**** Excerpt ****
Uneven pandemic response reveals holes in global safety net for developing countries

December 17, 2020
A boy wearing a mask as protection from coronavirus picks his way through a flooded slum in Nairobi, Kenya. (Brian Inganga, AP)

A boy wearing a mask as protection from coronavirus picks his way through a flooded slum in Nairobi, Kenya. (Brian Inganga, AP)

Efforts by global institutions to help developing countries weather the coronavirus pandemic fell far short of overall goals, revealing large gaps in an international safety net intended to alleviate poverty, economic researchers found in a study of the response to the crisis. 

A group of economists said in a new paper that the International Monetary Fund and regional financial organizations have made "trivial" amounts of financing available to needy countries and have been slow to disburse those funds as the pandemic raged. These inadequacies in aid occurred despite a pledge in March 2020 by the G20 to do “whatever it takes” to support developing nations.

“To date, these words have not been met with equally bold action,” said five researchers in a paper published in the January 2021 edition of World Development.

The academics examined the activity of the IMF and various regional financial arrangements -- or RFAs -- through July 31 of this year, concluding that the IMF and RFAs had committed to $90 billion in loans and $550 million in currency swaps, or just 12.6% of their current capacity. Only about $40 billion of committed loans had actually been disbursed. 

And while lending and currency swaps for developing nations have increased marginally since July, co-author William N. Kring of Boston University said he had not seen any large-scale improvement.

The professor, who holds a PhD from Brown University and is assistant director of Boston University’s Global Development Policy Center, said that the coronavirus crisis has illuminated holes in the global financial safety net. While some developed countries have access to currency swap agreements, RFAs and the IMF, others can only turn to the IMF, which can in turn demand strict austerity measures. 

“When you look at the coverage of the global financial safety net, it’s very uneven,” said Kring.

Kring wrote the paper with Thomas Stubbs and Christina Laskaridis of the University of London, Alexander Kentikelenis of Bocconi University in Italy and Kevin Gallagher of Boston University.
**** The data ****
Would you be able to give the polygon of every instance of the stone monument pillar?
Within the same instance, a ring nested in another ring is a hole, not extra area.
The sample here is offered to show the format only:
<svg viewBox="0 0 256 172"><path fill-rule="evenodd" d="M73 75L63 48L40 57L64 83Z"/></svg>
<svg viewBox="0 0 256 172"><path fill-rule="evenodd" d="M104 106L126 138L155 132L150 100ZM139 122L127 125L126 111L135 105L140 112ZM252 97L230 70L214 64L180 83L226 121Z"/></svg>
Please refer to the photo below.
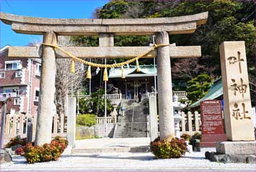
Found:
<svg viewBox="0 0 256 172"><path fill-rule="evenodd" d="M156 32L156 44L169 44L167 32ZM175 137L173 119L171 61L168 46L157 48L157 86L160 139Z"/></svg>
<svg viewBox="0 0 256 172"><path fill-rule="evenodd" d="M244 42L224 42L220 53L227 139L255 140Z"/></svg>
<svg viewBox="0 0 256 172"><path fill-rule="evenodd" d="M244 41L220 45L224 117L227 139L216 145L218 153L254 155L255 137Z"/></svg>

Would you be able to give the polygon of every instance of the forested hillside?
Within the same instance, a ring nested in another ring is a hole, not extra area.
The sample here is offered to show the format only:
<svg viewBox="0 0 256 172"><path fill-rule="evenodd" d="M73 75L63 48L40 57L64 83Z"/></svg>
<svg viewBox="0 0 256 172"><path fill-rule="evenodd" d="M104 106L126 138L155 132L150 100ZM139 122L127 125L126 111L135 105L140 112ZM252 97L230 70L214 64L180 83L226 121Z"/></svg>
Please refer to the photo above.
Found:
<svg viewBox="0 0 256 172"><path fill-rule="evenodd" d="M255 99L255 3L239 1L111 1L94 14L95 18L167 17L208 12L206 24L195 33L170 35L170 42L181 45L201 45L202 57L195 59L172 59L173 78L189 81L206 73L216 78L221 76L219 45L223 41L244 40L251 92ZM97 37L76 37L77 45L97 46ZM116 46L149 45L152 37L117 36ZM112 63L112 61L110 61ZM144 63L152 63L144 60Z"/></svg>

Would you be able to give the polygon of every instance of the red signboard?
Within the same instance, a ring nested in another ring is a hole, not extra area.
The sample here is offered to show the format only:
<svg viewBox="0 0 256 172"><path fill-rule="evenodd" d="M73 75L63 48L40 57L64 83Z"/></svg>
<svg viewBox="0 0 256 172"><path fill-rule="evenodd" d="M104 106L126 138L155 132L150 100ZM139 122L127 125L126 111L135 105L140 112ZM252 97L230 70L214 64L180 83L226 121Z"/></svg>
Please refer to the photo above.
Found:
<svg viewBox="0 0 256 172"><path fill-rule="evenodd" d="M201 101L202 134L224 134L221 101Z"/></svg>

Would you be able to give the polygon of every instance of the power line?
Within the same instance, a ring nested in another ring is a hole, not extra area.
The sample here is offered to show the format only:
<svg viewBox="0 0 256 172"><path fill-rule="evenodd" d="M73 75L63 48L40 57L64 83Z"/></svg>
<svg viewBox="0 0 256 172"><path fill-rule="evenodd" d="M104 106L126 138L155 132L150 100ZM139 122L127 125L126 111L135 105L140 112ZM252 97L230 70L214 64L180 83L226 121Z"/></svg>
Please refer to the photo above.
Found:
<svg viewBox="0 0 256 172"><path fill-rule="evenodd" d="M10 4L9 4L8 1L7 0L5 0L5 1L6 2L8 6L10 8L10 9L12 11L12 12L14 14L17 14L15 11L14 10L14 9L12 7L12 6L10 5ZM38 40L35 38L35 37L33 35L28 35L30 37L30 39L31 39L31 42L36 42Z"/></svg>
<svg viewBox="0 0 256 172"><path fill-rule="evenodd" d="M12 8L11 5L9 4L9 2L7 1L7 0L5 0L5 1L6 2L8 6L10 8L10 9L12 11L12 12L16 14L14 10Z"/></svg>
****
* [Exercise]
Repeat word for word the passage of the pandemic-aid article from "Efforts by global" to "support developing nations.".

* [The answer]
Efforts by global institutions to help developing countries weather the coronavirus pandemic fell far short of overall goals, revealing large gaps in an international safety net intended to alleviate poverty, economic researchers found in a study of the response to the crisis. 

A group of economists said in a new paper that the International Monetary Fund and regional financial organizations have made "trivial" amounts of financing available to needy countries and have been slow to disburse those funds as the pandemic raged. These inadequacies in aid occurred despite a pledge in March 2020 by the G20 to do “whatever it takes” to support developing nations.